## Directives
- A) Answer these questions about the ESD protection text, one answer per line, marked the same way:
(i) Which two components can make up the protection scheme in the embodiment described first?
(ii) What do the via plugs 120 interconnect?
(iii) According to the text, why does the third embodiment give better protection than other ESD protection schemes?
- B) Duplicate everything in the ESD protection text from "In another embodiment, the" down to "to be protected.".

## Given text

_ _ _ _

In another embodiment, the protection scheme can comprise of both a diode and a ggNMOS transistor connected between the dummy pad and ground to provide a discharge path to ground away from the circuit to be protected.

FIG. 2C is a cross-sectional view of a semiconductor device with dummy pads having an ESD protection scheme showing a discharge path of accumulated charge or electrostatic discharge from the dummy pad to ground, according to a third embodiment of the present invention. The protection scheme according to this embodiment comprises a structure having a plurality of layers of metal lines 110, a plurality of via plugs 120 formed between the layers of metal lines 110, wherein the via plugs 120 interconnect the metal lines 110, and a dummy pad 20. The dummy pad 20 is connected at one end to a top via plug and at another end is connected to ground for providing a discharge path for an ESD event. When an ESD event occurs, the dummy pad via the stacked metal lines and via plugs rapidly conducts the charge 95 to ground thereby avoiding damage to functional devices or circuitry 60. The invention according to this particular embodiment provides better protection for a circuit to be protected as the ESD event sees a shorter path from pad to ground (e.g. less resistance from the dummy pad to ground) compared to other ESD protection schemes.

_ _ _ _

## Stored data
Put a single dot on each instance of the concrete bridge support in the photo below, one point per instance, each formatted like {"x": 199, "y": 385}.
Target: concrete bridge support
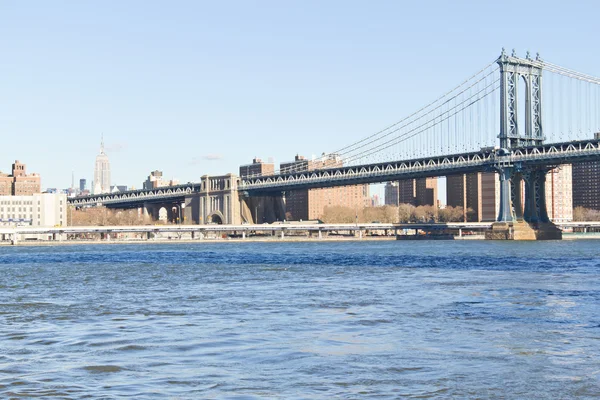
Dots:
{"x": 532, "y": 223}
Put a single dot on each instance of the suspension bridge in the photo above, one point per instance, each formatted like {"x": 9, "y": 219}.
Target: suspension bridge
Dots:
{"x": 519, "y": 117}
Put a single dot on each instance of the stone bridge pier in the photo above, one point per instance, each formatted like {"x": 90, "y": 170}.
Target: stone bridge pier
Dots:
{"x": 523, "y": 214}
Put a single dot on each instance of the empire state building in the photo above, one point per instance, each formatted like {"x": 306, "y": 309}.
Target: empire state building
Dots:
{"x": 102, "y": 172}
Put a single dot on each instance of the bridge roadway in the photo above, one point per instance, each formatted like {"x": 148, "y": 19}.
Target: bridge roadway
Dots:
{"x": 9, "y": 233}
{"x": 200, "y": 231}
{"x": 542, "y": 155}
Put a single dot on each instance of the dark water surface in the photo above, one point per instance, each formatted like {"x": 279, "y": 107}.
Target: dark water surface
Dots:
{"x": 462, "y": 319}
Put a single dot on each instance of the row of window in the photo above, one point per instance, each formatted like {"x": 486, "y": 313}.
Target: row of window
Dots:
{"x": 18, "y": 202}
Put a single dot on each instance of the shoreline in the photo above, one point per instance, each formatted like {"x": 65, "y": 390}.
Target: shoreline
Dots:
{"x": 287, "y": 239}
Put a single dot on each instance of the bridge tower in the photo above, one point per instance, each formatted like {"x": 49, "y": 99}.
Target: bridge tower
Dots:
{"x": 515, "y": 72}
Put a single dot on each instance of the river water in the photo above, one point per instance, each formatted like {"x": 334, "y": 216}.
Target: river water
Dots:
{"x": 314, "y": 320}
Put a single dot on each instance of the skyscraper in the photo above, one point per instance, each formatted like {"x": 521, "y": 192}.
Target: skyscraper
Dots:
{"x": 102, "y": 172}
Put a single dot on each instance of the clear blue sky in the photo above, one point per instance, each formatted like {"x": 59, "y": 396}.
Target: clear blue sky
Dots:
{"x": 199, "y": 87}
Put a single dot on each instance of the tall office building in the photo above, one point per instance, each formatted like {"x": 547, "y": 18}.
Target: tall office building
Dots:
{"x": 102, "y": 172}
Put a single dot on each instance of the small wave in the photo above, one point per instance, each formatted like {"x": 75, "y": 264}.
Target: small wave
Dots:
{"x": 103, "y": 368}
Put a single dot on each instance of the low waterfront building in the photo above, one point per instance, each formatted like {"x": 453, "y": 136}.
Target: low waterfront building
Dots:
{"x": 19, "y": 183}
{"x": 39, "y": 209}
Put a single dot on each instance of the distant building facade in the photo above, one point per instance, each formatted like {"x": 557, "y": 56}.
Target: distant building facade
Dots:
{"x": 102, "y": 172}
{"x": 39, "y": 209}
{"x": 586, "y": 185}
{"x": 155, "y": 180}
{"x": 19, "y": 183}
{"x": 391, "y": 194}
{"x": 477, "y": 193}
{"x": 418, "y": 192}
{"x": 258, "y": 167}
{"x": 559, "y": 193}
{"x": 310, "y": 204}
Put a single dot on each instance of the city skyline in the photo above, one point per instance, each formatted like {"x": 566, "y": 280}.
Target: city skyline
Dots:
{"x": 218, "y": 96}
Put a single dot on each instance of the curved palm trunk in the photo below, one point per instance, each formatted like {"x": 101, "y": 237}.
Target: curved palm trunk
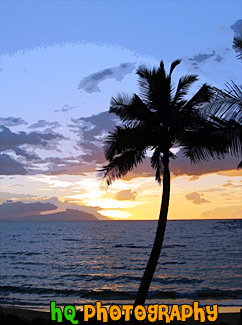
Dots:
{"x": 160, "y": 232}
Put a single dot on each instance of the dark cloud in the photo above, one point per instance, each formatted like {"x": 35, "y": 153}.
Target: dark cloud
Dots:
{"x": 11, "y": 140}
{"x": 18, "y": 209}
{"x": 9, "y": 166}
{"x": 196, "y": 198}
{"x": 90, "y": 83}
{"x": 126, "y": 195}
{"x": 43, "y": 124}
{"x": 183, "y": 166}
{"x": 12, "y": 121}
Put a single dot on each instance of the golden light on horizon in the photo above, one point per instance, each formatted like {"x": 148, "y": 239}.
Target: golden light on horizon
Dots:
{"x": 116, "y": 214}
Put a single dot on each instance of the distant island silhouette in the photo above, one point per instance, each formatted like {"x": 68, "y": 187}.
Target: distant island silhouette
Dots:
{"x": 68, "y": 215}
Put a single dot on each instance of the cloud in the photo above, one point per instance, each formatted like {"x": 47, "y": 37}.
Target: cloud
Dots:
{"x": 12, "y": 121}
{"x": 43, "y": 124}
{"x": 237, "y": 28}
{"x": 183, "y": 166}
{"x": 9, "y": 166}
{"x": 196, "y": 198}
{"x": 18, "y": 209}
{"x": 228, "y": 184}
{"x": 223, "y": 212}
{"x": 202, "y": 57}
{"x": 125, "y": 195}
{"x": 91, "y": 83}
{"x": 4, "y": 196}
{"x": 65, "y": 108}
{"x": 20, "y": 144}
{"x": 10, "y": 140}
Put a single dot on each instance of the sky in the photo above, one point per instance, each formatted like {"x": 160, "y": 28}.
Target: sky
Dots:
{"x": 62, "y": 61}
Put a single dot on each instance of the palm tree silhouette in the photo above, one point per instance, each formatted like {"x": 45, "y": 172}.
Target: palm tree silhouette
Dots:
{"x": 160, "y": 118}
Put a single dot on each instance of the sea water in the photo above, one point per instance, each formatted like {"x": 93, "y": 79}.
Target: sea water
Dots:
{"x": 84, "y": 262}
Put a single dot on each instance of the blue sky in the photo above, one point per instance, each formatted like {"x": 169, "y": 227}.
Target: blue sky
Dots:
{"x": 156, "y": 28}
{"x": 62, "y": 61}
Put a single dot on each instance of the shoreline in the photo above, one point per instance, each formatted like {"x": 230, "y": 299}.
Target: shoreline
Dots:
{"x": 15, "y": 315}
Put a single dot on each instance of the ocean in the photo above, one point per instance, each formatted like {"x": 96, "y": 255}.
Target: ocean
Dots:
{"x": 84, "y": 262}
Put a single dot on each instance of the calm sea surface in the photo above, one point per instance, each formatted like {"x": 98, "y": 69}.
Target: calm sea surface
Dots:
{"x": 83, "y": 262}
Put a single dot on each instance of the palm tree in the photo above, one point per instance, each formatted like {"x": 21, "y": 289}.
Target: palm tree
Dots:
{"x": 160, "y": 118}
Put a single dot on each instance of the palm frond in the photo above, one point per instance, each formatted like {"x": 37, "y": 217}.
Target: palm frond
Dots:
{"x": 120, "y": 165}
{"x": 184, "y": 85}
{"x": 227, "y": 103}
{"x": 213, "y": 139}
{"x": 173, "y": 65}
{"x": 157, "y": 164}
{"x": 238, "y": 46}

_ _ _ _

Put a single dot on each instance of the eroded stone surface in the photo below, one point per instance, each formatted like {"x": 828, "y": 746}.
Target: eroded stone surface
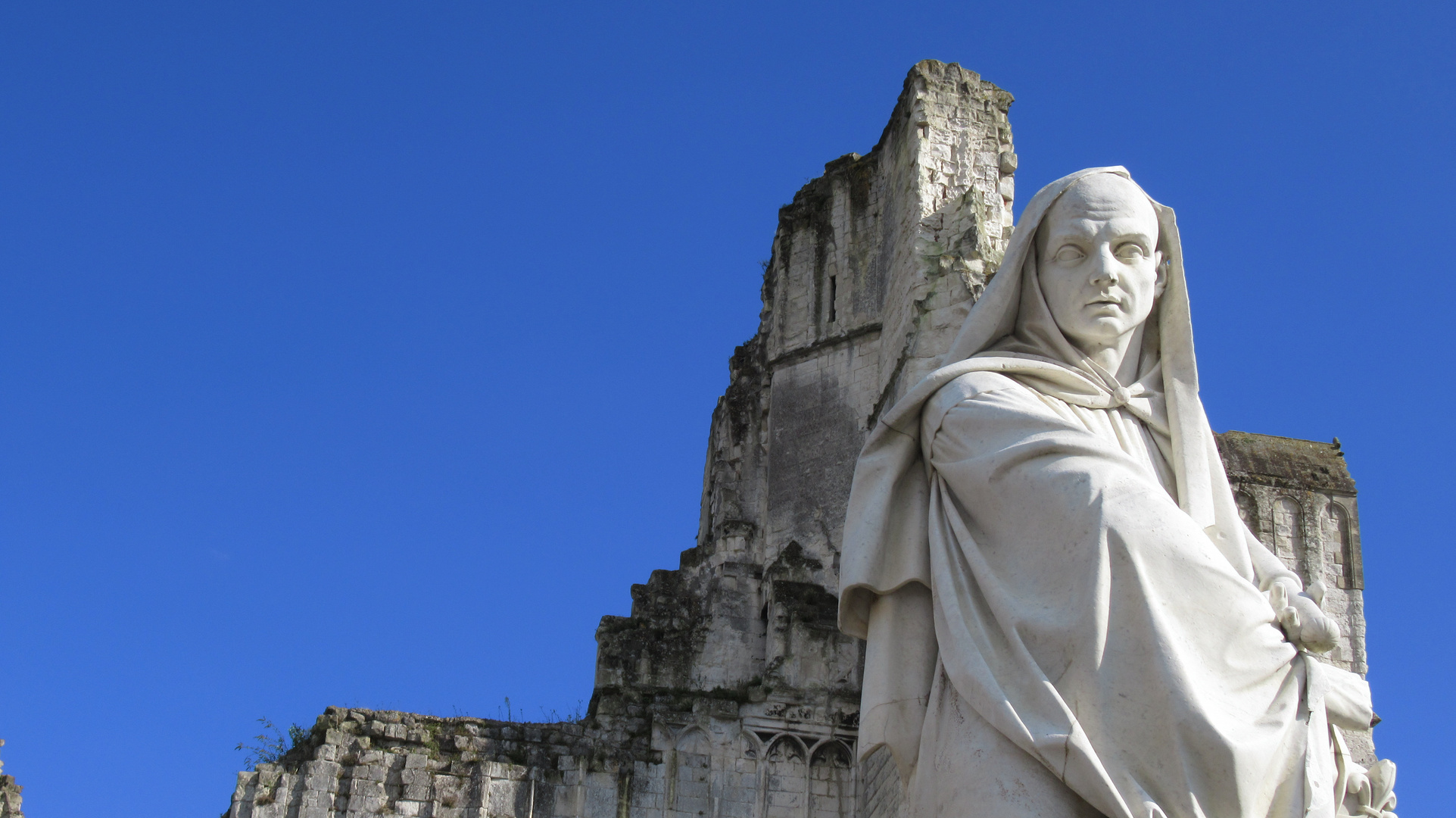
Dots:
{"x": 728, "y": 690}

_ _ _ _

## Solutions to the exercise
- A)
(i) A diode and a ggNMOS transistor.
(ii) The metal lines 110.
(iii) The ESD event sees a shorter path from pad to ground, with less resistance from the dummy pad to ground.

- B)
In another embodiment, the protection scheme can comprise of both a diode and a ggNMOS transistor connected between the dummy pad and ground to provide a discharge path to ground away from the circuit to be protected.